▸ **Record set**:
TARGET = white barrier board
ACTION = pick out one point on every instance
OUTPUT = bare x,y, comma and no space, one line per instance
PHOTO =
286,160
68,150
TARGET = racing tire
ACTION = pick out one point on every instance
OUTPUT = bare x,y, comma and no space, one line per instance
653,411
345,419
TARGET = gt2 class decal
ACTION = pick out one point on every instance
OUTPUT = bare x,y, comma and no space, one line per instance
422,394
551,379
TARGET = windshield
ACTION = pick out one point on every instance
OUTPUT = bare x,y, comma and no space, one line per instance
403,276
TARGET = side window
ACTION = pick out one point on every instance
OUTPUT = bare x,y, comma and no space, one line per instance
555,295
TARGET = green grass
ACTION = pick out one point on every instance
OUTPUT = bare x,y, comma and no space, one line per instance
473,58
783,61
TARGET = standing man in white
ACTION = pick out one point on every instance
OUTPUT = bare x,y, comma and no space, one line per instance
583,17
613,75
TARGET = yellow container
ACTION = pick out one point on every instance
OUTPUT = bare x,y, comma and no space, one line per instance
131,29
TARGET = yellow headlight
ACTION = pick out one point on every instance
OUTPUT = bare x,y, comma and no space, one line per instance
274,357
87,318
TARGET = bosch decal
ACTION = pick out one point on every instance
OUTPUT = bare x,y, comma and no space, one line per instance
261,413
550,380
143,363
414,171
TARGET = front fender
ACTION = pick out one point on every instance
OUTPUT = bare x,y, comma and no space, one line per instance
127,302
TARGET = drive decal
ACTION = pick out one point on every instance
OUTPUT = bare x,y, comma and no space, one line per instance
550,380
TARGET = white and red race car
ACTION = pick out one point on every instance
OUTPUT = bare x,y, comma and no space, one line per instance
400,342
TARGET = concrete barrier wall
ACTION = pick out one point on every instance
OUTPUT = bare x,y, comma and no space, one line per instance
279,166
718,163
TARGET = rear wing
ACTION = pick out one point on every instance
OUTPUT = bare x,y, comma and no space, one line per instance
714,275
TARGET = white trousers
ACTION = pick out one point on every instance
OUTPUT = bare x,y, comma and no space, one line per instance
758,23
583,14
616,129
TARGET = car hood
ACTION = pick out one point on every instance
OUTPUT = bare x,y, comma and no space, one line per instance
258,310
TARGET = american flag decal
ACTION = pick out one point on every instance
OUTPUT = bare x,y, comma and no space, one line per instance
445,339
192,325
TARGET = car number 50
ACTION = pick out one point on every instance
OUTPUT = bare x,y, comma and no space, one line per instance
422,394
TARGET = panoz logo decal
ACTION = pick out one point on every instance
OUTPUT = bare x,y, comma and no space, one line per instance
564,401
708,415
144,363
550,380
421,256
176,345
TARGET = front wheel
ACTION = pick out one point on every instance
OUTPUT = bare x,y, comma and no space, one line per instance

▸ **Activity**: Your answer must be the full listing above, reproduced exactly.

▸ **Solution for this task**:
TARGET = white barrier board
ACTION = pick out one point on every instance
OUTPUT = bare x,y, comma and no space, one line per instance
PHOTO =
286,160
68,150
TARGET = racing tire
ACTION = pick out one point on every instance
OUTPUT = bare x,y, comma and no space, one line per instance
653,411
345,419
TARGET = gt2 class decal
ACTION = pick out one point on every instance
OUTPUT = bare x,y, comma and no space, one line per instance
422,394
551,379
TARGET = windshield
ACTION = pick out one point on every instance
OUTPUT = bare x,y, comma and no space, one line per instance
403,276
TARGET = side window
ACTION = pick out one point on every instance
OUTPUT = bare x,y, comma and no space, one line per instance
555,295
TARGET = green grass
ACTION = pick out one point on every instance
OUTPUT = bare x,y, comma and no space, one line per instance
473,58
783,61
TARGET = standing man in white
ACTION = pick out one point on every instance
OUTPUT = bare x,y, comma and no space, one line per instance
583,17
613,75
TARGET = yellow container
ACTION = pick out one point on every instance
OUTPUT = bare x,y, comma and no space, one line per instance
131,29
TARGET = yellow headlight
ACTION = pick out one point on every instance
OUTPUT = bare x,y, comma and no space, one line per instance
274,357
87,318
TARGET = bosch decal
ACTION = pick out one point on every instance
OUTPUT = bare x,y, comma and no space, one line per instance
261,413
550,380
143,363
414,171
TARGET = front fender
ACTION = pick out one point on every instance
OUTPUT = bare x,y, comma and no space, one line per instance
127,302
TARGET = drive decal
ACTION = pick out one point on every instance
OUTPUT = bare x,y, comma and no space, one line per instance
550,380
TARGET = white and red race car
ACTION = pick out one point on every instance
OUTPUT = bare x,y, comma and no space, one line per instance
400,342
TARGET = concrete barrier wall
ACTION = pick out one point on every instance
OUTPUT = bare x,y, comma and no space, one line per instance
279,166
718,163
TARGET = rear wing
ACTION = pick out one point on every instance
OUTPUT = bare x,y, comma and no space, one line per instance
714,275
TARGET = white trousers
ACTION = pick out one point on every instance
OUTPUT = bare x,y, comma and no space, one line per instance
758,23
583,14
616,129
TARGET = car hood
ACTION = pick out one point on every instance
OUTPUT = bare x,y, comma and no space, one line per instance
258,310
TARGET = american flag decal
ACTION = pick out one point on every instance
OUTPUT = bare x,y, comma and no space, one line per instance
445,339
192,325
TARGET = car number 50
ACTION = pick out one point on every instance
OUTPUT = bare x,y, comma and no space, one line per instance
422,394
TARGET = panoz logo decal
ACTION = pick out one point on every instance
OUTPUT = bare x,y, comma and no space, one line per instance
564,401
708,415
144,363
550,380
421,256
176,345
TARGET = front wheel
ACTION = pick out one point on every instance
OUTPUT = bare x,y, comma and no space, one line per instance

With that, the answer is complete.